### Entries supplied ###

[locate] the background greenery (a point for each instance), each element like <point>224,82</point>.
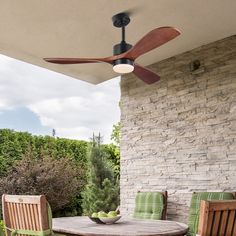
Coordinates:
<point>32,164</point>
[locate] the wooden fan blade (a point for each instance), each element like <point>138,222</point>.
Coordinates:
<point>79,60</point>
<point>145,74</point>
<point>152,40</point>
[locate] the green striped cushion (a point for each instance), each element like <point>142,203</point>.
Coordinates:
<point>149,205</point>
<point>195,207</point>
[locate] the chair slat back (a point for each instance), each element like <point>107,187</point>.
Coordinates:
<point>22,212</point>
<point>217,218</point>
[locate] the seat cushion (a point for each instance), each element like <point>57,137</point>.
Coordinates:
<point>195,207</point>
<point>149,205</point>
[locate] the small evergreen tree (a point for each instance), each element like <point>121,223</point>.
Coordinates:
<point>102,190</point>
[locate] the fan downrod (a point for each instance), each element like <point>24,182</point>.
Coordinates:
<point>121,20</point>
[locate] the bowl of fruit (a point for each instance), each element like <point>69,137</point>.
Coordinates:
<point>102,217</point>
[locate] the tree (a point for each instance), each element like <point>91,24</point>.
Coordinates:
<point>59,179</point>
<point>102,189</point>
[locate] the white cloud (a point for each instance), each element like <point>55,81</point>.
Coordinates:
<point>74,108</point>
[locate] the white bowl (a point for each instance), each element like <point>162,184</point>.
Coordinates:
<point>110,220</point>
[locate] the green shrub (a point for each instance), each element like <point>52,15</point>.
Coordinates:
<point>102,191</point>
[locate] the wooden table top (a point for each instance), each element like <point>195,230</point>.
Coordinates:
<point>82,225</point>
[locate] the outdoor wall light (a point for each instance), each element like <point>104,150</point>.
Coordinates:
<point>123,66</point>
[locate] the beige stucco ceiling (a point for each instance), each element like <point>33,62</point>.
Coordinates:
<point>31,30</point>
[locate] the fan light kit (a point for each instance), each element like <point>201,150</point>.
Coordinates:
<point>124,54</point>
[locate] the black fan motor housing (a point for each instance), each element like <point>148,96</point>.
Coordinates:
<point>121,48</point>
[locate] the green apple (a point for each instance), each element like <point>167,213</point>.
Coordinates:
<point>112,214</point>
<point>95,215</point>
<point>102,214</point>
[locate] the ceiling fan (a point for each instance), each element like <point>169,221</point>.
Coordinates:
<point>124,54</point>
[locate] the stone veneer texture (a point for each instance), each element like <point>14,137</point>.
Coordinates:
<point>179,134</point>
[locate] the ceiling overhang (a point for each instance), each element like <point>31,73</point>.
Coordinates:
<point>32,30</point>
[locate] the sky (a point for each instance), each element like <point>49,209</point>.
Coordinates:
<point>37,100</point>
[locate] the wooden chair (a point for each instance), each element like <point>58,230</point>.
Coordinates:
<point>217,218</point>
<point>26,215</point>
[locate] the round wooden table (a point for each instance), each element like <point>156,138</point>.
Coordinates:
<point>81,225</point>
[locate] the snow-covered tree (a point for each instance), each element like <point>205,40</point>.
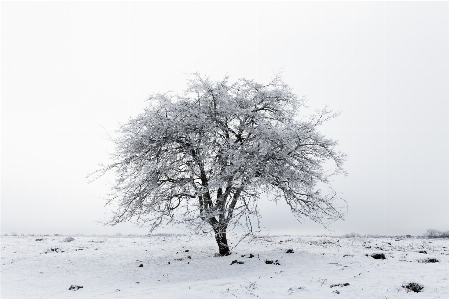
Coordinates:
<point>205,157</point>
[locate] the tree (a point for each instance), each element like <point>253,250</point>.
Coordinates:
<point>205,157</point>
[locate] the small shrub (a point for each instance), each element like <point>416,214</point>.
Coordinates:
<point>413,287</point>
<point>429,260</point>
<point>378,256</point>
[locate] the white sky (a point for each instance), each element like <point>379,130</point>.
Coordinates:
<point>72,71</point>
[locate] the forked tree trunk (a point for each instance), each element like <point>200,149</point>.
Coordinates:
<point>223,248</point>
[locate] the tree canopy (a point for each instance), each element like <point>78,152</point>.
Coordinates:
<point>205,157</point>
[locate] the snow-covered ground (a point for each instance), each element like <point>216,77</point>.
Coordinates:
<point>185,267</point>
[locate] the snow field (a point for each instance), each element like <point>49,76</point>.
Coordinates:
<point>185,267</point>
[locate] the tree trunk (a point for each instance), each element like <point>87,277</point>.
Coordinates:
<point>220,237</point>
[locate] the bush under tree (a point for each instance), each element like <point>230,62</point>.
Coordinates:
<point>205,157</point>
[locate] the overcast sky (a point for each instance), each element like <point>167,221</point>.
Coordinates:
<point>71,72</point>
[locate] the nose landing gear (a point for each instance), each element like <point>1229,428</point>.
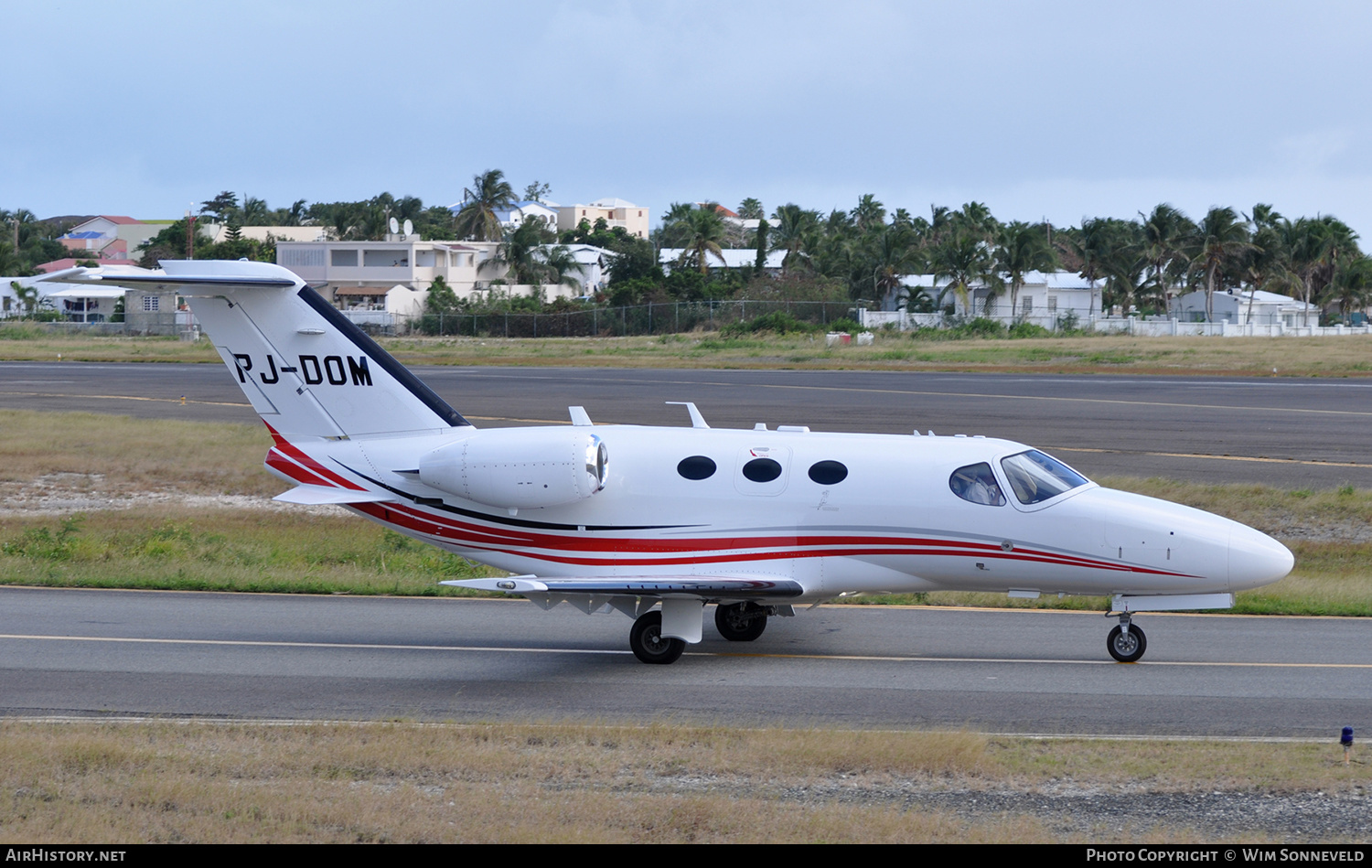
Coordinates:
<point>1127,642</point>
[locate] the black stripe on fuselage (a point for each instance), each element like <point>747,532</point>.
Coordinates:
<point>384,359</point>
<point>510,521</point>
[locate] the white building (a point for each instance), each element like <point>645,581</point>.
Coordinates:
<point>1045,298</point>
<point>733,258</point>
<point>110,236</point>
<point>513,217</point>
<point>391,276</point>
<point>1235,306</point>
<point>614,211</point>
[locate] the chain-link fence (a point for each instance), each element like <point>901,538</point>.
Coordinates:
<point>666,318</point>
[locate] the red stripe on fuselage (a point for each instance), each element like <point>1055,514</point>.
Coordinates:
<point>294,470</point>
<point>719,550</point>
<point>288,448</point>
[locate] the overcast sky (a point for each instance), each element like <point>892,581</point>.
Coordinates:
<point>1059,110</point>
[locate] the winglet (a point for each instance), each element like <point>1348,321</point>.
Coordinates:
<point>696,419</point>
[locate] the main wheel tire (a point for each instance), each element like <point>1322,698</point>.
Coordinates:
<point>740,621</point>
<point>648,643</point>
<point>1127,646</point>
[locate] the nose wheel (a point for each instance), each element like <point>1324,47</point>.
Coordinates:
<point>1127,642</point>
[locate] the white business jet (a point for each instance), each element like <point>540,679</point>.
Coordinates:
<point>658,522</point>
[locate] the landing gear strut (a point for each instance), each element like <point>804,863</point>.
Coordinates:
<point>1127,642</point>
<point>648,643</point>
<point>740,621</point>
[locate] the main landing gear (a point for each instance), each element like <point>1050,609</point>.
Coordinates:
<point>648,643</point>
<point>740,621</point>
<point>735,621</point>
<point>1125,642</point>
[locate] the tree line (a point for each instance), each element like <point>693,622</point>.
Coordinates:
<point>859,254</point>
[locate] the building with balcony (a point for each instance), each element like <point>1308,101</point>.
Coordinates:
<point>614,211</point>
<point>390,276</point>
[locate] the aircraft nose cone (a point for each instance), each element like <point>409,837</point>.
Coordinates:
<point>1257,560</point>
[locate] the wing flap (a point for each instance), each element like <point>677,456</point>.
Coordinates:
<point>316,495</point>
<point>655,587</point>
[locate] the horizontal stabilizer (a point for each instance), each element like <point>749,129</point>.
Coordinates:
<point>702,587</point>
<point>316,495</point>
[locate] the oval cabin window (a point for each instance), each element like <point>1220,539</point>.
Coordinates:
<point>762,470</point>
<point>828,472</point>
<point>696,466</point>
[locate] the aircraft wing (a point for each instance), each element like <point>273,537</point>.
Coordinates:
<point>656,587</point>
<point>317,495</point>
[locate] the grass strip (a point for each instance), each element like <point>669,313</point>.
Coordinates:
<point>1289,357</point>
<point>405,782</point>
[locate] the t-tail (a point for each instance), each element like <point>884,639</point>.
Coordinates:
<point>306,370</point>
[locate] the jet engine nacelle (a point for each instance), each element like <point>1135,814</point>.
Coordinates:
<point>519,467</point>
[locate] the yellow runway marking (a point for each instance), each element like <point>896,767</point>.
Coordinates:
<point>929,394</point>
<point>173,401</point>
<point>1111,451</point>
<point>603,651</point>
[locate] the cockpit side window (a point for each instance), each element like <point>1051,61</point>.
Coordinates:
<point>977,483</point>
<point>1036,477</point>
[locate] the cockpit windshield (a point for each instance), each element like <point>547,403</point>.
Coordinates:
<point>977,483</point>
<point>1036,477</point>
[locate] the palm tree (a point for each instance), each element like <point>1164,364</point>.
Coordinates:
<point>795,230</point>
<point>519,252</point>
<point>1317,246</point>
<point>1165,232</point>
<point>962,260</point>
<point>869,213</point>
<point>1094,244</point>
<point>1350,287</point>
<point>751,209</point>
<point>1223,239</point>
<point>894,257</point>
<point>477,219</point>
<point>704,230</point>
<point>1023,249</point>
<point>559,266</point>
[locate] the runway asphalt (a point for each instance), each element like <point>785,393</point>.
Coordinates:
<point>91,653</point>
<point>1292,434</point>
<point>145,653</point>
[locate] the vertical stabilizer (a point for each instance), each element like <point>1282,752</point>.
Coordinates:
<point>306,370</point>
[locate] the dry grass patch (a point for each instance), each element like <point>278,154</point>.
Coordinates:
<point>120,455</point>
<point>1294,357</point>
<point>321,550</point>
<point>167,782</point>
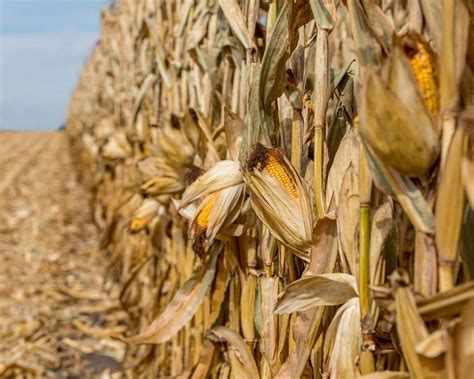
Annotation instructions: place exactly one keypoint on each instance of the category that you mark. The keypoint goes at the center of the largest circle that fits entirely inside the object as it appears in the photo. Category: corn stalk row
(285, 188)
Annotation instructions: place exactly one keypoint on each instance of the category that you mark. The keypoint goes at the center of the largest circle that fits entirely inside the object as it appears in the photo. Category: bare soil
(59, 318)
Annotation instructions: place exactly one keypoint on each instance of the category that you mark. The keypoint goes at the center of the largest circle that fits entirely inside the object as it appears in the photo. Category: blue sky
(43, 45)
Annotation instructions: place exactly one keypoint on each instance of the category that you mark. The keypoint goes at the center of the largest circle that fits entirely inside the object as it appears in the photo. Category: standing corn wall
(285, 188)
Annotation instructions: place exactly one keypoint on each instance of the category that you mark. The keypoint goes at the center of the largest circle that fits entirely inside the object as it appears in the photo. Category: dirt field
(57, 315)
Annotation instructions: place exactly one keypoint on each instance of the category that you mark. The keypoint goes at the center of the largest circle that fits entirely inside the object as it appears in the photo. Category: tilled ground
(58, 317)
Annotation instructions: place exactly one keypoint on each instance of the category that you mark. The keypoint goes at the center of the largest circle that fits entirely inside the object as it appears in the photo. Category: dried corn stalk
(270, 176)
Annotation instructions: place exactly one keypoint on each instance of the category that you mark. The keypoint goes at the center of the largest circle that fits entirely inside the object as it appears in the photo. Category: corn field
(285, 189)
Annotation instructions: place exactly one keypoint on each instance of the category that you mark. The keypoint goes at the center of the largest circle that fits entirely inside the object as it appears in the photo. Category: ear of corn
(422, 66)
(238, 260)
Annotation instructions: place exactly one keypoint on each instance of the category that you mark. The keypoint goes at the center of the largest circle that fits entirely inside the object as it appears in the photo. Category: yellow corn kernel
(138, 223)
(424, 74)
(276, 170)
(203, 216)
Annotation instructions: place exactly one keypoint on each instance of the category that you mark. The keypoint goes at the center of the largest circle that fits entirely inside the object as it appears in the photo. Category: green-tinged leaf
(407, 194)
(395, 130)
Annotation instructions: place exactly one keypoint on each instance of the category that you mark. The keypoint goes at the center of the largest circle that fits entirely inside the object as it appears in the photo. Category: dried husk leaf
(324, 289)
(343, 341)
(182, 307)
(241, 359)
(411, 331)
(463, 341)
(397, 131)
(449, 211)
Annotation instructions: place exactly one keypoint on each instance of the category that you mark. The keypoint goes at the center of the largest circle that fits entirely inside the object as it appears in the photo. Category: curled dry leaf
(312, 291)
(182, 307)
(241, 359)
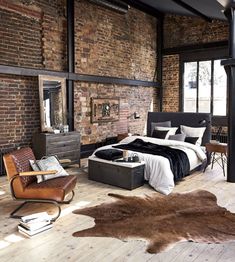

###

__Task to carry out__
Restate word for word the lines of the data above, starting at the line containing "element like <point>892,581</point>." and ending at the line containing "[locate] the building", both included, and nothing more.

__Exercise solution__
[locate] the overcast sky (a point for each instance), each element like <point>892,581</point>.
Coordinates:
<point>1059,110</point>
[locate] the winglet (a point for each instance), each element like <point>1348,321</point>.
Coordinates:
<point>696,419</point>
[locate] the main wheel tire (a point for each instance), each element like <point>1322,698</point>.
Coordinates:
<point>740,621</point>
<point>648,643</point>
<point>1127,646</point>
[locate] the nose wheel (a point for each instance), each element like <point>1324,47</point>.
Coordinates:
<point>1127,642</point>
[locate] the white business jet (a point for each instance), each element like <point>540,679</point>.
Coordinates:
<point>658,522</point>
[locate] the landing gear strut (a point for each instance), each element like <point>804,863</point>.
Coordinates:
<point>1127,642</point>
<point>648,643</point>
<point>740,621</point>
[locate] the main landing gear (a point for each instance), each element like <point>1050,609</point>.
Coordinates:
<point>648,643</point>
<point>740,621</point>
<point>735,621</point>
<point>1125,642</point>
[locate] the tree line (a point for each instance), each element like <point>693,622</point>.
Coordinates:
<point>859,254</point>
[locate] the building with balcony (a point for each instance), each element like <point>1308,101</point>.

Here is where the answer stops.